Input material ▸

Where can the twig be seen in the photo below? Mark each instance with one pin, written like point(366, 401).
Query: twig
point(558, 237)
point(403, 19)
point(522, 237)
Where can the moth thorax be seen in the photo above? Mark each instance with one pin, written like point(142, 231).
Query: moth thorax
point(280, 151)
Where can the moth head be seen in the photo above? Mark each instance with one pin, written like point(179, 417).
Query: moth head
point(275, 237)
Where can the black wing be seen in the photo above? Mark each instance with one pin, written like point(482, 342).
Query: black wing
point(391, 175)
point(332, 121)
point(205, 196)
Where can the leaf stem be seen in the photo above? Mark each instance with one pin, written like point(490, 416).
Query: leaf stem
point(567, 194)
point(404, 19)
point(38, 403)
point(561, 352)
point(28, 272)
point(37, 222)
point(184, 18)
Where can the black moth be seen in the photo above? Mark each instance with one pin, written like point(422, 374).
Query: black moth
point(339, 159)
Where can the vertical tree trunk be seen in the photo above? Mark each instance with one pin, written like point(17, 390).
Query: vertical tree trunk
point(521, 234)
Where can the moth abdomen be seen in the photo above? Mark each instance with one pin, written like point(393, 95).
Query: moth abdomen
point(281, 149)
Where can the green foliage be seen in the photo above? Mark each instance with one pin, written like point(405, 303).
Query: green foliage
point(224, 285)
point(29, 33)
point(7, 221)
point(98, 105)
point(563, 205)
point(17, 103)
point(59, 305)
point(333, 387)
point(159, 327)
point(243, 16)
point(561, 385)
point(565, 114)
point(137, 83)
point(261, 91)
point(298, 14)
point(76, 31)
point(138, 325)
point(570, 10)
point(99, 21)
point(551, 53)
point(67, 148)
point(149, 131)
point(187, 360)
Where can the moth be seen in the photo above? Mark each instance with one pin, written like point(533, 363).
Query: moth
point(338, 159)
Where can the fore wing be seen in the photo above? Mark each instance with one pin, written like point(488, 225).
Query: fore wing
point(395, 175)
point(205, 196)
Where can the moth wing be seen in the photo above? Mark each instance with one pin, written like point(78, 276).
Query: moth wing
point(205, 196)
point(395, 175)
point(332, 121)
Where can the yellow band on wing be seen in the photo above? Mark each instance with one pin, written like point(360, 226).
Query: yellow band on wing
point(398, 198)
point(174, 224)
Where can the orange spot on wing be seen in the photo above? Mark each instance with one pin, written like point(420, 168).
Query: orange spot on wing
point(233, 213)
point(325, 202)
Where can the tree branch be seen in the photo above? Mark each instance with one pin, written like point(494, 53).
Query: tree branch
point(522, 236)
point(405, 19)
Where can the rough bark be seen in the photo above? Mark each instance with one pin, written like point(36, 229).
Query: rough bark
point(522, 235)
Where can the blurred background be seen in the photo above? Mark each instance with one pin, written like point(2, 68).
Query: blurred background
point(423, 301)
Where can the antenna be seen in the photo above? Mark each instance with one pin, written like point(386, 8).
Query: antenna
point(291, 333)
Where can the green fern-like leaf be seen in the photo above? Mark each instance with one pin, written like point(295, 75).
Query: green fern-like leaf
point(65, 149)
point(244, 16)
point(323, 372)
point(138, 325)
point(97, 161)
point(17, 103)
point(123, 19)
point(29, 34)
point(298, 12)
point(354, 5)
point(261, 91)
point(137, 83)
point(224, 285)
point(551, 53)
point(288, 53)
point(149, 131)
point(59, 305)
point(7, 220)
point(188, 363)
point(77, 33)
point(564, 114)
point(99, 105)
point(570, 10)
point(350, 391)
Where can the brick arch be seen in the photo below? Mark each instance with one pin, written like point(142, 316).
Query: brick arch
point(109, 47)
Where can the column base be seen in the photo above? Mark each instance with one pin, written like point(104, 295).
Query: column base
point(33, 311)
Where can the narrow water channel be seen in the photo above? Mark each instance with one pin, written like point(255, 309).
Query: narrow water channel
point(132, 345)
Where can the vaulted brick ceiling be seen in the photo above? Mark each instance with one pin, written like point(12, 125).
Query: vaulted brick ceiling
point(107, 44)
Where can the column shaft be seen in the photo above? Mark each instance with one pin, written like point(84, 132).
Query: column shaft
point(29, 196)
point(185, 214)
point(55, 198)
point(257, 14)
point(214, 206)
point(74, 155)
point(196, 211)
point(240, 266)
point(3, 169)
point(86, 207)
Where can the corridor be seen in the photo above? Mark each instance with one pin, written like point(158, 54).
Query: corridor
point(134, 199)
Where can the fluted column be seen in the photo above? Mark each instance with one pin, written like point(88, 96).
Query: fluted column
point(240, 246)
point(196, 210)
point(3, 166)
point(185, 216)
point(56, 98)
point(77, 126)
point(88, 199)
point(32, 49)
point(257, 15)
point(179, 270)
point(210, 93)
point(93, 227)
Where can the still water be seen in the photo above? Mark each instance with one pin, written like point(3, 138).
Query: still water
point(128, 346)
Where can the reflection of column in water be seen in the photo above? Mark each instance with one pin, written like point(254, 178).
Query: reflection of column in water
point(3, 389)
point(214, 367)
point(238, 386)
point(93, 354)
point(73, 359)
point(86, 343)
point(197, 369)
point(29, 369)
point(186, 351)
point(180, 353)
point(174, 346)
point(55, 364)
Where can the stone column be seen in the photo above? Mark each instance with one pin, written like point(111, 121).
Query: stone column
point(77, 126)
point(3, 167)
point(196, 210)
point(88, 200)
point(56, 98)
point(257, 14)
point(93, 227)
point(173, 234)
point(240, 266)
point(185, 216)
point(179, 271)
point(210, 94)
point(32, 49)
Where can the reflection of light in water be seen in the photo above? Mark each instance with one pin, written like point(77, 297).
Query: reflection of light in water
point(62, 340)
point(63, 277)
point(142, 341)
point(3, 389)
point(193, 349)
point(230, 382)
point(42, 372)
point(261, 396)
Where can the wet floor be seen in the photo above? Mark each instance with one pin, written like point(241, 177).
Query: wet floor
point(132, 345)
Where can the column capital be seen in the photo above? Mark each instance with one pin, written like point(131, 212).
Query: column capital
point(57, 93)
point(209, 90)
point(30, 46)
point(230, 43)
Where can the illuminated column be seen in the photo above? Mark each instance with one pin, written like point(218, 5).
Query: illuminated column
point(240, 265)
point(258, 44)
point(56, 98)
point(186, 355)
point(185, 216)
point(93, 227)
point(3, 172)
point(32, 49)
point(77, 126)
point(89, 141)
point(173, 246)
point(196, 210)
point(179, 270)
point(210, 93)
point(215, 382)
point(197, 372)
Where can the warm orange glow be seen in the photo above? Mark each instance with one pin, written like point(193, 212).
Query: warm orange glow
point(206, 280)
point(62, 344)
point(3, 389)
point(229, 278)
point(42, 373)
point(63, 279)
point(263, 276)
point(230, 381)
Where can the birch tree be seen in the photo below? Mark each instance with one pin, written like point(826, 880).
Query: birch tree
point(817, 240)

Work instructions ▸ Copy the listing above line for line, with no changes.

Solution for this task ▸
Where can the twig be seen in the photo below? Mark each instance with one pin, written like point(366, 401).
Query: twig
point(558, 237)
point(403, 19)
point(522, 237)
Where can the moth thorax be seen in the photo above? Mark each instance with one pin, written like point(142, 231).
Query: moth thorax
point(280, 151)
Where can the moth head be seen in the photo above? Mark each instance with one pin, written like point(179, 417).
Query: moth head
point(275, 237)
Where can the black wing be seen in the photo above? Mark each instance with one pin, written like point(482, 342).
Query: black wing
point(391, 175)
point(332, 121)
point(205, 196)
Where can the leaf stem be seen in the photo above? Mark each instance with one pin, written like point(490, 416).
Query: leaf stem
point(567, 194)
point(404, 19)
point(38, 403)
point(561, 352)
point(28, 272)
point(37, 222)
point(184, 18)
Where can the black moth be seen in the photo above? Mark each instance with one pin, written like point(422, 374).
Query: black moth
point(339, 159)
Where can the vertical tree trunk be seen in the photo above? Mark each instance with one pin, written like point(17, 390).
Query: vertical tree trunk
point(521, 234)
Where can the moth abdomen be seen in the photo above? Mark each instance with one pin, written like point(393, 95).
Query: moth abdomen
point(281, 149)
Where can the green foliage be seen in the photo above? Mark each instance with one pin, written like point(405, 303).
Query: green foliage
point(224, 285)
point(29, 33)
point(7, 221)
point(98, 105)
point(563, 205)
point(17, 103)
point(59, 305)
point(333, 387)
point(159, 327)
point(243, 16)
point(561, 385)
point(565, 114)
point(137, 83)
point(261, 91)
point(298, 14)
point(76, 31)
point(138, 325)
point(570, 10)
point(99, 21)
point(551, 53)
point(67, 148)
point(149, 131)
point(187, 360)
Where can the moth be seen in the photo above? Mark each instance with one pin, written like point(533, 363).
Query: moth
point(338, 159)
Where can the fore wing be seen in the photo above? Mark each instance with one pin, written like point(488, 225).
Query: fore wing
point(395, 175)
point(205, 196)
Where can the moth wing be seen in the photo above? Mark each instance with one pin, written like point(78, 276).
Query: moth wing
point(205, 196)
point(395, 175)
point(332, 121)
Where can the yellow band on wing be seen in the photo above? Mark each instance with one pin, written like point(360, 226).
Query: yellow band on wing
point(398, 198)
point(174, 224)
Where can the orange spot on wing be seen in the photo above? Mark each instance with one pin, written like point(420, 168).
Query: orange spot on wing
point(233, 213)
point(325, 202)
Where can the tree branch be seen in the photo above? Mark each instance with one pin, written like point(494, 53).
Query: tree branch
point(522, 236)
point(405, 19)
Where can the rough bark be seen in the photo above? Mark each instance with one pin, written like point(36, 229).
Query: rough bark
point(522, 235)
Where can the blurred background be seen in the photo above? Mark each instance with one pin, written like point(2, 68).
Query: blurred background
point(423, 301)
Where can the antenna be seen in the photo above? Mark each instance with one pin, written like point(386, 8).
Query: antenna
point(291, 333)
Where can the green fern-like leaf be seen in the photo above? Mark each instance with one pin, written like point(295, 75).
Query: green fern-like leaf
point(65, 149)
point(244, 16)
point(323, 372)
point(138, 325)
point(97, 161)
point(17, 103)
point(123, 19)
point(29, 34)
point(298, 12)
point(354, 5)
point(261, 91)
point(137, 83)
point(224, 285)
point(551, 53)
point(288, 53)
point(149, 131)
point(59, 305)
point(7, 220)
point(188, 363)
point(77, 33)
point(564, 114)
point(99, 105)
point(570, 10)
point(350, 391)
Where can the brick arch be seen in the photo below? Mark each instance with one pin, written like point(142, 316).
Query: brick arch
point(109, 47)
Where can the column base be seen in the photo above? Mark each instance with one pin, written like point(104, 295).
Query: column base
point(33, 311)
Where can the narrow water channel be seen in the photo above? Mark each instance with one pin, written like point(255, 309).
Query: narrow water channel
point(132, 345)
Where can the vaulted brick ceiling be seen in the photo above? Mark each instance with one pin, written like point(12, 125).
Query: vaulted brick ceiling
point(107, 44)
Where can the column shaft be seen in the photo above? Mark each instance with one pin, written like point(84, 132).
Query: column shaft
point(29, 196)
point(185, 214)
point(55, 198)
point(257, 14)
point(214, 206)
point(74, 155)
point(196, 211)
point(240, 266)
point(3, 169)
point(86, 207)
Where can the corridor be seen in the photo above? Mark each instance with one pin, written like point(158, 54).
Query: corridor
point(134, 199)
Where can the fluted column be seen in the photo above? Mark each instance with one pin, written like point(88, 96).
Query: fluted column
point(240, 246)
point(196, 210)
point(3, 166)
point(185, 216)
point(56, 98)
point(77, 126)
point(88, 199)
point(32, 49)
point(257, 15)
point(179, 270)
point(210, 93)
point(93, 227)
Where can the still water be seen in the photo above? Mark each instance with one pin, written like point(3, 138).
Query: still water
point(128, 346)
Where can the reflection of column in water be seen in the photo above? Mark each instance with one pin, written like point(254, 178).
Query: reflection of column in water
point(3, 389)
point(214, 367)
point(238, 386)
point(93, 354)
point(73, 359)
point(86, 343)
point(197, 369)
point(29, 369)
point(186, 351)
point(180, 353)
point(174, 346)
point(55, 364)
Where can the stone column be seen in the photo above? Mark each instance with one pin, written like point(111, 121).
Query: stone column
point(77, 126)
point(3, 167)
point(196, 210)
point(88, 200)
point(56, 98)
point(257, 14)
point(93, 227)
point(173, 234)
point(240, 266)
point(185, 216)
point(179, 271)
point(210, 94)
point(32, 49)
Where can the reflection of light in water be seen in the photo above? Mark each instance with one pin, written like point(77, 297).
Query: reflection of light in water
point(62, 340)
point(63, 277)
point(142, 341)
point(3, 389)
point(193, 349)
point(230, 382)
point(42, 372)
point(261, 396)
Where can the wet floor be seen in the photo above? Mark each instance with one pin, written like point(241, 177).
Query: wet floor
point(132, 345)
Where can the column capital be seen in the photo above? Mark each instance with one pin, written like point(131, 212).
Query: column capital
point(57, 93)
point(209, 90)
point(30, 46)
point(230, 43)
Where can the illuminated column be seen in the photo above? Mark each instance with one pin, written like point(218, 5).
Query: illuminated column
point(240, 265)
point(258, 44)
point(56, 98)
point(186, 355)
point(185, 216)
point(93, 227)
point(3, 172)
point(32, 49)
point(77, 126)
point(89, 141)
point(173, 246)
point(196, 210)
point(179, 270)
point(210, 93)
point(215, 382)
point(197, 372)
Where can the warm orange glow be seen in the photo above? Mark each instance with one pin, written like point(193, 212).
Query: warm orange glow
point(206, 280)
point(62, 344)
point(3, 389)
point(229, 278)
point(42, 373)
point(63, 279)
point(263, 276)
point(230, 381)
Where can the birch tree be seen in the photo below? Mark each instance with one pin, written like point(826, 880).
Query: birch tree
point(817, 240)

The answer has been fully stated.